The records:
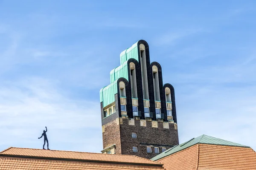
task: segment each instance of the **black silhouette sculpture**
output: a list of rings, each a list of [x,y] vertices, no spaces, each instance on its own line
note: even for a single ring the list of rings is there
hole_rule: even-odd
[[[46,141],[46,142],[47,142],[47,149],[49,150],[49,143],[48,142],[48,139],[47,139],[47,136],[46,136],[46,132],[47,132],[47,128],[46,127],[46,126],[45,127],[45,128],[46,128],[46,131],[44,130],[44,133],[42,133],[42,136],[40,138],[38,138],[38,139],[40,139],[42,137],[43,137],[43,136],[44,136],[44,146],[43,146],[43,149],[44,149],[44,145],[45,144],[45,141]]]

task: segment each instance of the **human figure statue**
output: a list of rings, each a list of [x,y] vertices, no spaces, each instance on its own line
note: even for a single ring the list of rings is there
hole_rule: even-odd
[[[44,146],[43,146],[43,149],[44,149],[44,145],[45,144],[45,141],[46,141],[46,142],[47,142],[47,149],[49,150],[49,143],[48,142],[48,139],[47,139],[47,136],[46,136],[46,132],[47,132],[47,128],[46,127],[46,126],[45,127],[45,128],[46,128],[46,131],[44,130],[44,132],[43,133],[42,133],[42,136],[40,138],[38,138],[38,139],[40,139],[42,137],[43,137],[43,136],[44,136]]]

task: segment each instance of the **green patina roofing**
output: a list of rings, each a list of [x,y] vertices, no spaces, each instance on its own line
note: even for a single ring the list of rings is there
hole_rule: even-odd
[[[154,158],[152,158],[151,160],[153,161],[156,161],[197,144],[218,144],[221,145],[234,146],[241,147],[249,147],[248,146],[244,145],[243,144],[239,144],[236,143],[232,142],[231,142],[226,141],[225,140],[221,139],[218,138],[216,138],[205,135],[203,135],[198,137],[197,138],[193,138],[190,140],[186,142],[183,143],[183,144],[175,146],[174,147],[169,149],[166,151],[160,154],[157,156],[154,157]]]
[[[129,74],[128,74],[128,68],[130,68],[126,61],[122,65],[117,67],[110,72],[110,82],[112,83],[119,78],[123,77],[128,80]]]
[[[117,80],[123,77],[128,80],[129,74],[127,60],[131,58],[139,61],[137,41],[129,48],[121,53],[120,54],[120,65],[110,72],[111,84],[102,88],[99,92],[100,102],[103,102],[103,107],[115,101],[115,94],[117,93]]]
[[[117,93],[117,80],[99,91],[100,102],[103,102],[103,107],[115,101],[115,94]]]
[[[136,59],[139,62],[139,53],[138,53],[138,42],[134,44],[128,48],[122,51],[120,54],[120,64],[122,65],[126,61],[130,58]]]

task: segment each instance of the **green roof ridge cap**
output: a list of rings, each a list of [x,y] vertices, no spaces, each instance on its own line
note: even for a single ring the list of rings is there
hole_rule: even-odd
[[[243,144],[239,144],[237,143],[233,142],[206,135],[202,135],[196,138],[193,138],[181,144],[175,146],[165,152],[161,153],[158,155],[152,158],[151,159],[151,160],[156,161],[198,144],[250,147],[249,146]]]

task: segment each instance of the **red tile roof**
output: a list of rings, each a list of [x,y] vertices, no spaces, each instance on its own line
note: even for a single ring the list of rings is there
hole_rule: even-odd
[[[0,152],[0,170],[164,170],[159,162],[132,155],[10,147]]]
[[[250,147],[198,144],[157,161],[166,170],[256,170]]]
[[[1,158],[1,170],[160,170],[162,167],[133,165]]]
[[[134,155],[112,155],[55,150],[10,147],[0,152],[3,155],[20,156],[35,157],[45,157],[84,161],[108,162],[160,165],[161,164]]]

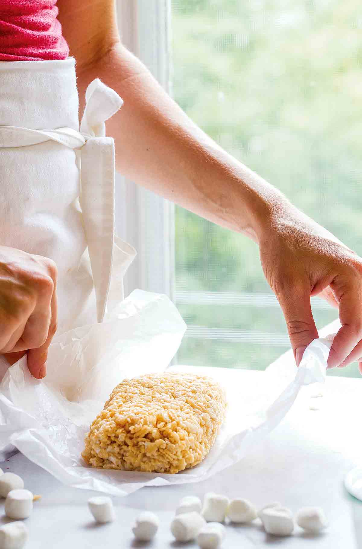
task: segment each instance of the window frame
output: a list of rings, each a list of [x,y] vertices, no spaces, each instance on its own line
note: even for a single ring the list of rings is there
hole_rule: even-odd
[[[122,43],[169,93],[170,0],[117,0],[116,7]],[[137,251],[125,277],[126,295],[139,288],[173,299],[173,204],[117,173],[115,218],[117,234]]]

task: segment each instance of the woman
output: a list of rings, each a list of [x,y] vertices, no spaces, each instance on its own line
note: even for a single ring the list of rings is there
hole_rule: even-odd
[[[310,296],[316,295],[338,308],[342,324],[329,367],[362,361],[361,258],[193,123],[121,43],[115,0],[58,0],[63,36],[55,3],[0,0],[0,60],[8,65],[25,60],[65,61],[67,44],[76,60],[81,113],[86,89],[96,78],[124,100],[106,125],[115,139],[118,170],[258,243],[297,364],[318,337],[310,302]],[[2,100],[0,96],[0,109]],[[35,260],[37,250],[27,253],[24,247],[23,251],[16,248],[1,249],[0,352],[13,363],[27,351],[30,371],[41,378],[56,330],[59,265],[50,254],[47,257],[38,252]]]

The request: From the line containing "task: segment each instance of the **red" to the end of the data above, give those lines again verbatim, with both endpoints included and no images.

Task result:
task: segment each instance of the **red tile roof**
output: a list of rings, each a list of [x,y] vertices, no spaces, each instance on its own line
note: even for a single ring the list of rings is there
hole_rule: even-odd
[[[0,152],[0,170],[164,170],[159,162],[132,155],[10,147]]]
[[[250,147],[198,144],[157,161],[166,170],[256,170]]]
[[[1,158],[1,170],[160,170],[162,167],[133,165]]]
[[[134,155],[112,155],[55,150],[10,147],[0,152],[3,155],[20,156],[35,157],[45,157],[84,161],[108,162],[160,165],[161,164]]]

task: segment each instance of the window frame
output: a list of rings, each a list of [x,y] vertices, no spaces, each instance on its own line
note: even for a single ring the list of rings is there
hole_rule: even-odd
[[[122,43],[169,93],[170,0],[117,0],[116,7]],[[137,251],[125,277],[126,295],[139,288],[173,299],[173,204],[117,173],[115,218],[117,234]]]

task: segment each instance of the woman
output: a list of rings, each a list of [x,y] vertices, no spaces, each instance on its own line
note: even for a single ring the list of rings is there
hole_rule: even-odd
[[[310,296],[316,295],[338,308],[342,324],[329,367],[362,361],[361,258],[193,123],[121,43],[115,0],[58,0],[63,36],[55,3],[0,0],[0,60],[8,65],[25,60],[65,61],[67,44],[76,60],[81,113],[86,89],[96,78],[124,100],[106,125],[115,139],[118,170],[258,243],[297,364],[318,337],[310,302]],[[2,100],[0,96],[0,109]],[[35,260],[37,250],[27,253],[24,247],[23,251],[16,248],[1,249],[0,352],[13,363],[27,351],[30,371],[41,378],[56,330],[59,265],[50,254],[47,257],[38,252]]]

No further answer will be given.